> What to produce:
Select every line of the records that contains the string "glass" and copy each one.

[Entries from a collection]
^^^^^^^^
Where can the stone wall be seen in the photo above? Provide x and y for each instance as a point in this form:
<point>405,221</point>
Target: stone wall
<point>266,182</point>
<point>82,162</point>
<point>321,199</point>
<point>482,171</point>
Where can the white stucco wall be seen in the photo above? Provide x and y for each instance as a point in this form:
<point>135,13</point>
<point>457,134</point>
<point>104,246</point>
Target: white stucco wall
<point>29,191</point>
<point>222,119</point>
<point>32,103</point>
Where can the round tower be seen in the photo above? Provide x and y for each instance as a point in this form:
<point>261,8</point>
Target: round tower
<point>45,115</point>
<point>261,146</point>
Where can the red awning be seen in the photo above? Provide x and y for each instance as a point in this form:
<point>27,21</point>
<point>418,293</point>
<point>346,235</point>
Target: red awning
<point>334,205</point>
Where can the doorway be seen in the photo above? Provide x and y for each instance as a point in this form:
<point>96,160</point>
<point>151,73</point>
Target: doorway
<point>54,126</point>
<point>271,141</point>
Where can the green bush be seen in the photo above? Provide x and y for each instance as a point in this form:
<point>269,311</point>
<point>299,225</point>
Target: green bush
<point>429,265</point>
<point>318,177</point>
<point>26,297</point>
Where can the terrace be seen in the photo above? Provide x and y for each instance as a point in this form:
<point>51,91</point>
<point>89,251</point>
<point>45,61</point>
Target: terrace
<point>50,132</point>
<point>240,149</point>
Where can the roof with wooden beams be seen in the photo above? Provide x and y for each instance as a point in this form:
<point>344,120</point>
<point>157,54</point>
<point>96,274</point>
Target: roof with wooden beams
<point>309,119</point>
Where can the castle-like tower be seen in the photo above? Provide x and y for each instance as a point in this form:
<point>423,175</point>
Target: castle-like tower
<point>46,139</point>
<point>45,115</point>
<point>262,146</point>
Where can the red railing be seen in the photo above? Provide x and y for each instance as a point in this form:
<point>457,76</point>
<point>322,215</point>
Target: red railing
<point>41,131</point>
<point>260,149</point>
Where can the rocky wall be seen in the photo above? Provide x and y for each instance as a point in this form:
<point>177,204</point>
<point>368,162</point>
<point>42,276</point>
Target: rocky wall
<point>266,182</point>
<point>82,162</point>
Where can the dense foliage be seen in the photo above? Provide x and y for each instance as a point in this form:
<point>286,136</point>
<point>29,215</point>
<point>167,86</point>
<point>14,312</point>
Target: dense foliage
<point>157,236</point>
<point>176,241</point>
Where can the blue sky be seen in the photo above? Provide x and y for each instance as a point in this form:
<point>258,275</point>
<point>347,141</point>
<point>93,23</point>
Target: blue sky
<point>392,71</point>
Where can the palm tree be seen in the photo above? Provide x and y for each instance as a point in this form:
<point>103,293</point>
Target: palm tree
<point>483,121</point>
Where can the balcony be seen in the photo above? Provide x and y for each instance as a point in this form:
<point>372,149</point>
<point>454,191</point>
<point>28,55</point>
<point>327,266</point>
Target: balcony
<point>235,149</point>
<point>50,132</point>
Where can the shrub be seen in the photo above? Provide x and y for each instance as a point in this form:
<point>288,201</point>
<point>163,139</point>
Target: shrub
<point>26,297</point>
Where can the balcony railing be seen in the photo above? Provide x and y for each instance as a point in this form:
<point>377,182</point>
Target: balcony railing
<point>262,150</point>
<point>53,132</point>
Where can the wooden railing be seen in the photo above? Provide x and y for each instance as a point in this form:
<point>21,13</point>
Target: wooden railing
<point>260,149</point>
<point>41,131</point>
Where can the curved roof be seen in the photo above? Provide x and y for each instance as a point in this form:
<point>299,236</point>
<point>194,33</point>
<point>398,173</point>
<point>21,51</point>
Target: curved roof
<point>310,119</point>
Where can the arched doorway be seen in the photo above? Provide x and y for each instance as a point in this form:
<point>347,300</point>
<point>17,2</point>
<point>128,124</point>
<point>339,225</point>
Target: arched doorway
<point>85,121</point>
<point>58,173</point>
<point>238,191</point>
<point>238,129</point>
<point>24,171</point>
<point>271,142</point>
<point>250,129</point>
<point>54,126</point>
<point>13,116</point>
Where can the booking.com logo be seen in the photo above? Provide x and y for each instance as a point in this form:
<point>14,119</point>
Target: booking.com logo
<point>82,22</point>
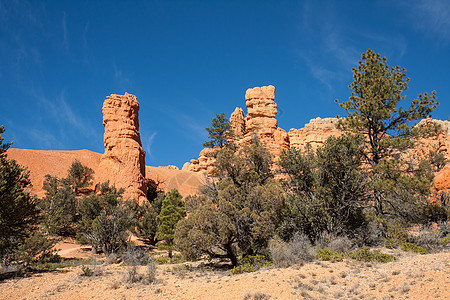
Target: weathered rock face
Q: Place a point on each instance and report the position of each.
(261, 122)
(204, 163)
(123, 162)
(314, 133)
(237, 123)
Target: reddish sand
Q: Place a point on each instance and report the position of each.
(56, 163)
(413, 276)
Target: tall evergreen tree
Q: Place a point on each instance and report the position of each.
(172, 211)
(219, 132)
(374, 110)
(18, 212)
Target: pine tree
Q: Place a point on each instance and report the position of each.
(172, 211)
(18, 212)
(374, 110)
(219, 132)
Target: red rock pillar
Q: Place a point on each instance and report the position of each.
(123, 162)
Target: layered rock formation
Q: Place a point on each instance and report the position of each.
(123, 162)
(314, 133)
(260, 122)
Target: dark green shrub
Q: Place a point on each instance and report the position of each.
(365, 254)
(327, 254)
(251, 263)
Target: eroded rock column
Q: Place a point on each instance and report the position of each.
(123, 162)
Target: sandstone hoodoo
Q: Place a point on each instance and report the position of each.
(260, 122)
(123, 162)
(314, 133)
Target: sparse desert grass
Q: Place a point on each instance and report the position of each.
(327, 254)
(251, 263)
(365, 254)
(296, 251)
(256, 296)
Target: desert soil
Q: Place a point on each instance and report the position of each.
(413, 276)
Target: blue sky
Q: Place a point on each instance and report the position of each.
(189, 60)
^^^^^^^^
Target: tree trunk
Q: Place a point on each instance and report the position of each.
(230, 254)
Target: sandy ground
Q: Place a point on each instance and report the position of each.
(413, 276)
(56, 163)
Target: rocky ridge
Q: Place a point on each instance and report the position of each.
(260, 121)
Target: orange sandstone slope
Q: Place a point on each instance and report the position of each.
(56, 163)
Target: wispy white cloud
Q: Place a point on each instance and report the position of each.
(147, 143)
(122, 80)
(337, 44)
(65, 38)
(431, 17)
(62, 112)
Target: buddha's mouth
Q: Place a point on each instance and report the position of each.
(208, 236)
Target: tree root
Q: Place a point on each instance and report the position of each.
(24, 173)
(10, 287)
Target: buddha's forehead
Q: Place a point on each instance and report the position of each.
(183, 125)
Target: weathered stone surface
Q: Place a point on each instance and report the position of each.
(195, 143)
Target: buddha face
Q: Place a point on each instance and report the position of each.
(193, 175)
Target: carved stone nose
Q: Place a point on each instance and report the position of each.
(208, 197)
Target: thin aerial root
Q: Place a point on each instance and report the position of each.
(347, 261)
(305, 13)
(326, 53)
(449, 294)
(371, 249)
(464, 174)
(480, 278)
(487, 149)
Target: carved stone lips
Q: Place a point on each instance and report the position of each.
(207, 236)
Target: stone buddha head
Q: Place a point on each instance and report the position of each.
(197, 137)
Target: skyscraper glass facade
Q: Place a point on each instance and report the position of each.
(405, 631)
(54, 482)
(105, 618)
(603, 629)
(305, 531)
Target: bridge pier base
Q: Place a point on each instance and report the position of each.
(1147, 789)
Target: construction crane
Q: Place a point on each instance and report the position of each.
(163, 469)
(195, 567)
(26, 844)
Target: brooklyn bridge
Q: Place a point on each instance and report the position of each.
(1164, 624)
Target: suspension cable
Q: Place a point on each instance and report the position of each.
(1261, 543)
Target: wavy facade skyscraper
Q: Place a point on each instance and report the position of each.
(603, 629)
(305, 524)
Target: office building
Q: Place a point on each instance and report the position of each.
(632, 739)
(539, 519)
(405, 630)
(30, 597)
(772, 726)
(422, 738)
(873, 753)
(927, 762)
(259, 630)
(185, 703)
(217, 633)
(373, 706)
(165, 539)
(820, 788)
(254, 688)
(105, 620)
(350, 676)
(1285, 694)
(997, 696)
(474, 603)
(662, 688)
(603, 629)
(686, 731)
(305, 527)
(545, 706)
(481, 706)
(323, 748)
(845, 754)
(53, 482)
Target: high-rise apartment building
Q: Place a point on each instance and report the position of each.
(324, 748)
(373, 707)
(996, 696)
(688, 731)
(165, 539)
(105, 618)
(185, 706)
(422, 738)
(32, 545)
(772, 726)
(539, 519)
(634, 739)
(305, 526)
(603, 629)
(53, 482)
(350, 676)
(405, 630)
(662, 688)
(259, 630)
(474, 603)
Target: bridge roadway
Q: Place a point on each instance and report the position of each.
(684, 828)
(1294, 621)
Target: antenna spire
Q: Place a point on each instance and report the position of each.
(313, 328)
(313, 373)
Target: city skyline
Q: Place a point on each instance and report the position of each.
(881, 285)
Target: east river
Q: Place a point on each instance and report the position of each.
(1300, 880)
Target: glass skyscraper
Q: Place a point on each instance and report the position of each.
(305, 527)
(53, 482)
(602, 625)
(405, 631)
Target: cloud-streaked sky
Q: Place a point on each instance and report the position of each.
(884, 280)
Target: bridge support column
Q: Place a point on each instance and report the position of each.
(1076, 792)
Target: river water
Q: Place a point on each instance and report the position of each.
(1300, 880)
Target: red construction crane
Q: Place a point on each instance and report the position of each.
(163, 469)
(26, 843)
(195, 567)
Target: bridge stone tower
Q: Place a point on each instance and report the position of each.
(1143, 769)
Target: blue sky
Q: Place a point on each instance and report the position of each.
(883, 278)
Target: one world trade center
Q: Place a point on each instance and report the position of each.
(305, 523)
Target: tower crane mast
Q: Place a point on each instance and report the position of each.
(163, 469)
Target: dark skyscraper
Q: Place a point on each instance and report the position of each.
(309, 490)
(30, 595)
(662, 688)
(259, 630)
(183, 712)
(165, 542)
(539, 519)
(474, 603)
^^^^^^^^
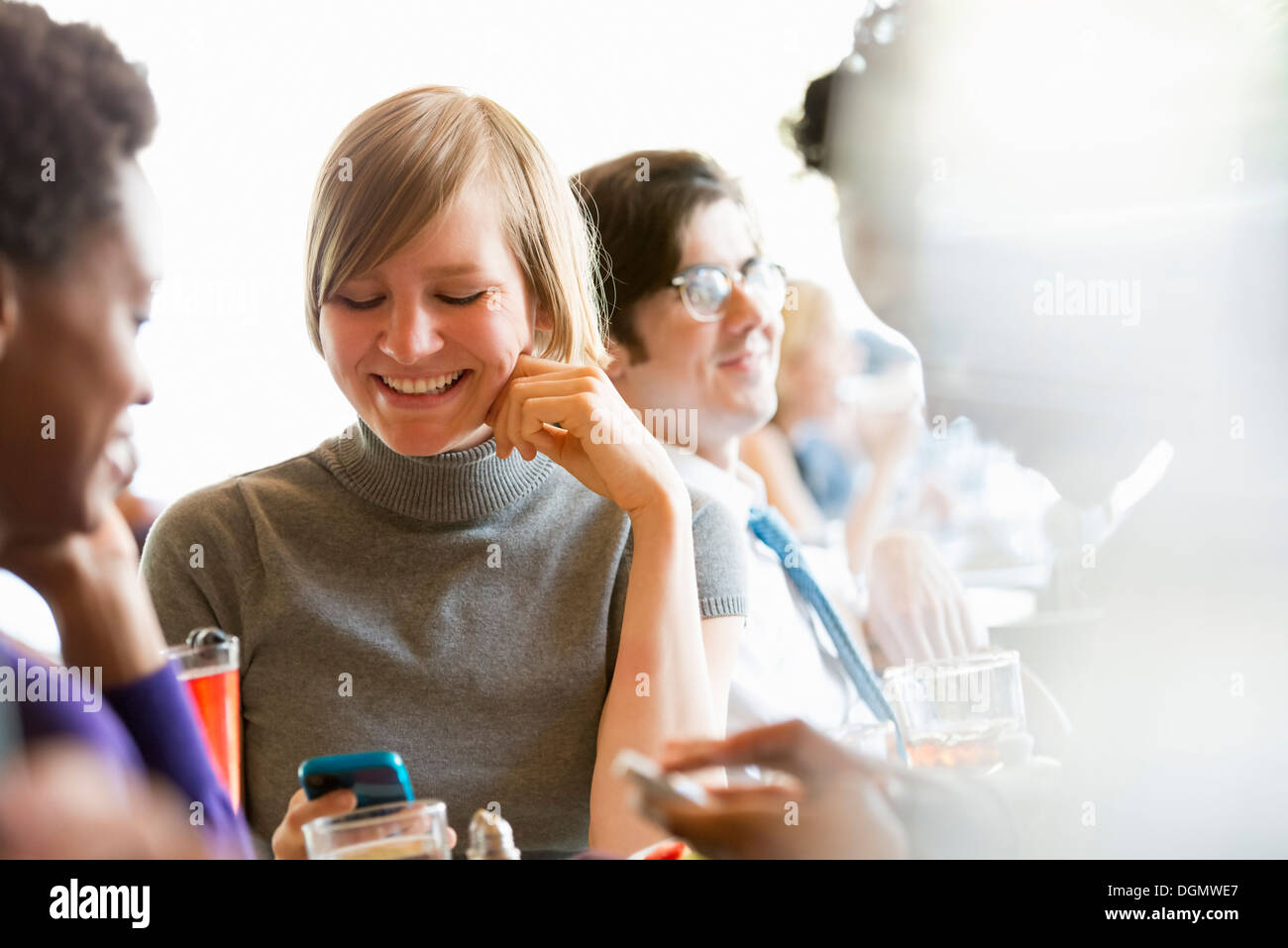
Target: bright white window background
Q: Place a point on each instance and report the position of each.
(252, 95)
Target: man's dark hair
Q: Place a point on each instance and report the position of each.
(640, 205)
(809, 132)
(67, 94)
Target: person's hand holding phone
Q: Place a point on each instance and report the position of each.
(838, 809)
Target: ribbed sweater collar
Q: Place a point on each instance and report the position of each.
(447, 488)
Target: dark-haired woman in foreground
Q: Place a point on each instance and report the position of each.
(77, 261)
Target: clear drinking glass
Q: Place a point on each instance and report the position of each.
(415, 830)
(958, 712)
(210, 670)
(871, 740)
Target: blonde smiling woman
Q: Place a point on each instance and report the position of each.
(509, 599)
^^^^^^^^
> Full solution:
Target: skyscraper glass facade
Target: glass skyscraper
Target: clear drinking glass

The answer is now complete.